### EXERCISE TASK 1
In the court memorandum, on what date did the plaintiff file the motion for recusal and the amended complaint?
### EXERCISE TASK 2
Continue the court memorandum from where it stops, picking up after its final sentence in the same judicial style.

### TEXT BLOCK
[start]
Opinion
23-CV-9516 (PKC) (LB)
04-11-2024
MEMORANDUM & ORDER
PAMELA K. CHEN, UNITED STATES DISTRICT JUDGE:
On December 27, 2023, Plaintiff James R. Turner III (“Plaintiff”), proceeding pro se, filed this action against Defendant John Doe pursuant to 42 U.S.C. § 1983 (“Section 1983”). (See Dkt. 1.) By Memorandum and Order dated January 3, 2024, the Court granted Plaintiff's application to proceed in forma pauperis (“IFP”) pursuant to 28 U.S.C. § 1915(a), (Dkt. 2), and dismissed the complaint with leave to amend. (See Mem. & Order, Dkt. 4, at 1, 4-5.) On March 27, 2024, Plaintiff filed a motion for recusal, (Dkt. 12), and an amended complaint naming Defendant Edward Rapp (“Defendant”) as the John Doe, (Dkt. 13 (“Am. Compl.”)). For the reasons set forth below, the Court denies the motion for recusal and dismisses the action.
[end]
### ENTRIES SUPPLIED
[start]
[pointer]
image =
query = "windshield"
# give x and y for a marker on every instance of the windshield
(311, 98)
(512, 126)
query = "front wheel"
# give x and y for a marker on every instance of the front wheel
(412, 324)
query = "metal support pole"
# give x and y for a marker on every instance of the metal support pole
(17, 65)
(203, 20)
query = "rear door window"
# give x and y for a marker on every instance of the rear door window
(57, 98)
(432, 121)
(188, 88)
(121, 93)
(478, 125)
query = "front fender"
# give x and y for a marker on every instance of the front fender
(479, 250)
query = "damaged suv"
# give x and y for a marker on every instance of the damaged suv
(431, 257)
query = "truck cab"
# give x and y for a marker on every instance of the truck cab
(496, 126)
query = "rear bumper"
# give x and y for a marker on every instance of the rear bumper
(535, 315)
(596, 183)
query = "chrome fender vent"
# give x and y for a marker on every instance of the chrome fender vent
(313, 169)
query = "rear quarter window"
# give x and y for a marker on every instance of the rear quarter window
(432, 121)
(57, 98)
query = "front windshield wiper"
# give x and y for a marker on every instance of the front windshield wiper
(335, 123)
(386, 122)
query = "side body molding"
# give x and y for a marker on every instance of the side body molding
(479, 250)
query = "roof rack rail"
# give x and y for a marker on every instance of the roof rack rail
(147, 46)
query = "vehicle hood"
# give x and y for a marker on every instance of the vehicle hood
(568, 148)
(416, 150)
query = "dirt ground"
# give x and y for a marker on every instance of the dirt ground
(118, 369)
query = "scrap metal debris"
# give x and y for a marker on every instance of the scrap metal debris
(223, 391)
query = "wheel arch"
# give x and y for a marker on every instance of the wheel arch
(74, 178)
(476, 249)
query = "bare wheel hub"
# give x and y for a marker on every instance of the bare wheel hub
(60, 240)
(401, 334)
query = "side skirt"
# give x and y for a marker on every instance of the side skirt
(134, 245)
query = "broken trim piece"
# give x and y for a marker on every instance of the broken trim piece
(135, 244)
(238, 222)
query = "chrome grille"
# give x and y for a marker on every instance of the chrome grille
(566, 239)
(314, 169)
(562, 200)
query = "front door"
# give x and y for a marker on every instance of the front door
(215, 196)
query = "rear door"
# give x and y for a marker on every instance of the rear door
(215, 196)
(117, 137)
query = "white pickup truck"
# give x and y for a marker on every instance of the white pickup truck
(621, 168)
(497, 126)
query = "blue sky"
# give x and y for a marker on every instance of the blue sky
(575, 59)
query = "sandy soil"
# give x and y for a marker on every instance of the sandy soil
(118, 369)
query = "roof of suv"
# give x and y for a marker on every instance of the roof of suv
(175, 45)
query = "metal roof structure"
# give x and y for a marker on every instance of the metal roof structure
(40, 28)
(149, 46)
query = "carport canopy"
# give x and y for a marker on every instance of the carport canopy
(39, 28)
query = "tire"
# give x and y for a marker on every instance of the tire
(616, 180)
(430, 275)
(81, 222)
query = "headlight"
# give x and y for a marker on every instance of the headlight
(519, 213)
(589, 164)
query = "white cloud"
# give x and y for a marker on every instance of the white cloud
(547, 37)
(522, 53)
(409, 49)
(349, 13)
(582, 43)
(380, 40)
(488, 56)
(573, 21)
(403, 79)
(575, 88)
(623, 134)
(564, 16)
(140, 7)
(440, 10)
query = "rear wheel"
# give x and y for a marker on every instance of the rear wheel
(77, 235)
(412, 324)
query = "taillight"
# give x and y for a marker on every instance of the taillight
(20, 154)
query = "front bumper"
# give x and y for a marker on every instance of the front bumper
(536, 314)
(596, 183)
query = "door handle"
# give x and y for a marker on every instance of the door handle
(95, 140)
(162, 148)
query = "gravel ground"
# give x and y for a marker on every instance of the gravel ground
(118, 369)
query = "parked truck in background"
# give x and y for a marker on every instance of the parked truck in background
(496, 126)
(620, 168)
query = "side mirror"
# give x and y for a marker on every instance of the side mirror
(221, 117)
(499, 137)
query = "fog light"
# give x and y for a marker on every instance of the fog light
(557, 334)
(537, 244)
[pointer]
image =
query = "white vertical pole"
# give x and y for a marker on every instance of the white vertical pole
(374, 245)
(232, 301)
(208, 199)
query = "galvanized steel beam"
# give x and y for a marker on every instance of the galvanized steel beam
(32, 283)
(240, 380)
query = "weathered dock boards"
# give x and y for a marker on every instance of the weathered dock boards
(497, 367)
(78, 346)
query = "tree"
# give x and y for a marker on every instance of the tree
[end]
### EXERCISE ANSWER 1
March 27, 2024.

### EXERCISE ANSWER 2
BACKGROUND
Plaintiff brings this action under Section 1983 against Defendant, a detective employed by the Port Authority of New York and New Jersey, based on events that occurred over 25 years ago, in 1997. (See id. at ECF 1, 2.) Plaintiff alleges that Defendant prevented him from “petitioning the government for redress of grievances in court, specifically through his personal injury/Federal Tort Claims [A]ct case.” (Id. at ECF 3.) Plaintiff further alleges that Defendant “withheld crucial information from him and misrepresented critical facts” and therefore “he did not file his case within the statute of limitations, and it was dismissed.” (Id. at ECF 3-4.) Finally, Plaintiff alleges that Defendant “denied [him] due process of law, and denied him equal protection of the laws by telling Plaintiff that he had no case, when Plaintiff wanted to file charges.” (Id. at ECF 4.) “In doing so,” Plaintiff alleges, Defendant “deprived [Plaintiff] of rights guaranteed by the First and Fourteenth Amendments[.]” (Id. at ECF 1.) Plaintiff seeks $200,000 in damages. (Id. at ECF 4.)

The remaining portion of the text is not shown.